NIR-Imaging in industriellen Applikationen

Das wesentliche Potential des NIR-Imaging für Industrieanwendungen liegt wohl zunächst in einfacheren Verfahren. Oft genügt es, die Bildgebung nur in einem definierten, vorher sorgfältig ausgewählten Wellenlängenbereich durchzuführen, bspw. bei der Füllstandskontrolle in opaken Behältern. In anderen Fällen ist vielleicht nicht die volle spektrale Information erforderlich, sondern es genügen wenige Spektralkanäle. Auch im Sichtbaren wird in der konventionellen IBV eine Farbkamera eingesetzt, wenn aus dem Graustufenbild allein die gewünschten Merkmale nicht extrahiert werden können. Dabei stehen dann auch nur drei verhältnismäßig breitbandige Spektralkanäle zur Verfügung, die entweder getrennt ausgewertet oder so miteinander verknüpft werden, dass die Prüfmerkmale sicher herausgearbeitet werden können. Alle Verfahren, die aus der Farbbildverarbeitung bekannt sind, können in diesem Sinne auf das NIRImaging übertragen werden – bspw. wird in der Erdfernerkundung seit Jahrzehnten der sog. NDVI (Normalized Difference Vegetation Index) zur Abschätzung der Biomasse verwendet. Dazu wird die Differenz zwischen den Signalen in einem NIR-Band und in einem VIS-Band auf die Summe der beiden Signale normiert. Strukturell ist dieser Index nicht wesentlich verschieden von den CIE-Farbkoordinaten oder den RGB-Farbwerten im sichtbaren Spektralbereich.

NIR-Kameras mit Mosaik-Filtern vor dem Detektor oder mit Farbteilern – in Analogie zu den Bayer-Filter- und Drei-Chip-RGB-Kameras im VIS – sind als Serienkomponenten gar nicht und als Sonderanfertigungen nicht ohne weiteres verfügbar. Wenn nur wenige Spektralkanäle erforderlich sind, kann die spektrale Auflösung jedoch ohne großen Aufwand über die Beleuchtung realisiert werden. LED-Beleuchtungen oder breitbandige Lichtquellen mit optischen Filtern sind dazu gut geeignet. Zu diesem Zweck wurde in unserem Labor eine LED-Beleuchtungseinheit aufgebaut, die sequentiell Aufnahmen im Blauen, Grünen, Roten und im NIR mit einer konventionellen CCD-Kamera ermöglicht. Eine ähnliche Quelle, bestückt mit LEDs für vier Wellenlängen zwischen 1.000 nm und 1.600 nm, ist zur Zeit als Beleuchtungseinheit für das NIR-Imaging mit einer InGaAs-Kamera in der Erprobung. Die ersten Tests haben bereits gezeigt, dass auf diese Weise auch im NIR ausreichende Bestrahlungsstärken auf der Probe erreicht werden. Damit können im NIR-Bereich von 700 nm– 600 nm Signale an fünf Stützpunkten abgetastet und mit den Signalen im VIS-Bereich verknüpft werden.
::::::::
**Aufgabe:**
Wie lautet der Satz „Dazu wird die Differenz zwischen den Signalen in einem NIR-Band und in einem VIS-Band auf die Summe der beiden Signale normiert.“ aus dem Text zum NIR-Imaging auf Englisch?

[Gespeicherte Datensätze]
::::::::
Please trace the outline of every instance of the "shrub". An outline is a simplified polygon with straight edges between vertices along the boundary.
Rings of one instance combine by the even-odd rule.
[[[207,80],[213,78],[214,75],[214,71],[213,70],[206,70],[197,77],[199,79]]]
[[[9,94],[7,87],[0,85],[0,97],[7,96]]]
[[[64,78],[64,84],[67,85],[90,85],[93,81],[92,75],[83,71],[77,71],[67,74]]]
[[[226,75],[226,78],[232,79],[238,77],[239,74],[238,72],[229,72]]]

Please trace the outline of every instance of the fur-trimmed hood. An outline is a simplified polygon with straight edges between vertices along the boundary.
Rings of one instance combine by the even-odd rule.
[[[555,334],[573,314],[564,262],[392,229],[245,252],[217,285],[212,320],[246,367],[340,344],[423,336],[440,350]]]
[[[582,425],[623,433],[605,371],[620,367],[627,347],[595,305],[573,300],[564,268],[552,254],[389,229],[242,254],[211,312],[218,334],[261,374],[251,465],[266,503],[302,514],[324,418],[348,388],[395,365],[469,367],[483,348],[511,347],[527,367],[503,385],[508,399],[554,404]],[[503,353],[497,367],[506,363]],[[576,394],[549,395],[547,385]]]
::::::::
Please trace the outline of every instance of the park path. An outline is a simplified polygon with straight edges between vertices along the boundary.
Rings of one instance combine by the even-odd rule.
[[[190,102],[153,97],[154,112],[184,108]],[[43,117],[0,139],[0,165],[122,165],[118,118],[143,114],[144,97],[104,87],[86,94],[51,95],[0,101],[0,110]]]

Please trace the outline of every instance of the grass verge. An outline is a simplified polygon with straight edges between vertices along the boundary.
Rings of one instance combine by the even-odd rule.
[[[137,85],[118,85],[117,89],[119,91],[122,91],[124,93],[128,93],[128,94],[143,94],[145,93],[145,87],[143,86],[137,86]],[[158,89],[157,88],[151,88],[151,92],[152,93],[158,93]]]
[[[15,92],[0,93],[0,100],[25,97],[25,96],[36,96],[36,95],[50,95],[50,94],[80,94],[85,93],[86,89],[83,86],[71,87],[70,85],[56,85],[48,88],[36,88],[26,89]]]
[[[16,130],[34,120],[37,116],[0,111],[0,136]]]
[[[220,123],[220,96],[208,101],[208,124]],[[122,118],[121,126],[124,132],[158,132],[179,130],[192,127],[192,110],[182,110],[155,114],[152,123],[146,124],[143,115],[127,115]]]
::::::::
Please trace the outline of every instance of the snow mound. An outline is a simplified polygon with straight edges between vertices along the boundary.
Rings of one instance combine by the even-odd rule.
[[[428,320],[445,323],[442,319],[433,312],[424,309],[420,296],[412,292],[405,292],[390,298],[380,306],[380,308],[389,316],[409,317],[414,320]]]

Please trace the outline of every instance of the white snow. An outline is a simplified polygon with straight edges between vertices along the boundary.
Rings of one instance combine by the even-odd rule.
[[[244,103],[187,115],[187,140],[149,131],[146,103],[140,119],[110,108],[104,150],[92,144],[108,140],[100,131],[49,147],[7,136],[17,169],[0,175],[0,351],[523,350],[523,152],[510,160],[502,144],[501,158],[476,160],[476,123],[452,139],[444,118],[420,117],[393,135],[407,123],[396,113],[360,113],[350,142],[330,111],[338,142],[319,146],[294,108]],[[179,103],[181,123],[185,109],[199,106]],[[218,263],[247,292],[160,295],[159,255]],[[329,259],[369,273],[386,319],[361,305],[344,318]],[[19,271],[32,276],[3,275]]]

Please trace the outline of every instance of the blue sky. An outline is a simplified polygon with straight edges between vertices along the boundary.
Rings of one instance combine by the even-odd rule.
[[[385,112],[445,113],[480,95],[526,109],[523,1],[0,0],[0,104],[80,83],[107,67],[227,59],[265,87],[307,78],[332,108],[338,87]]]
::::::::
**Lösung:**
For this purpose, the difference between the signals in an NIR band and in a VIS band is normalized to the sum of the two signals.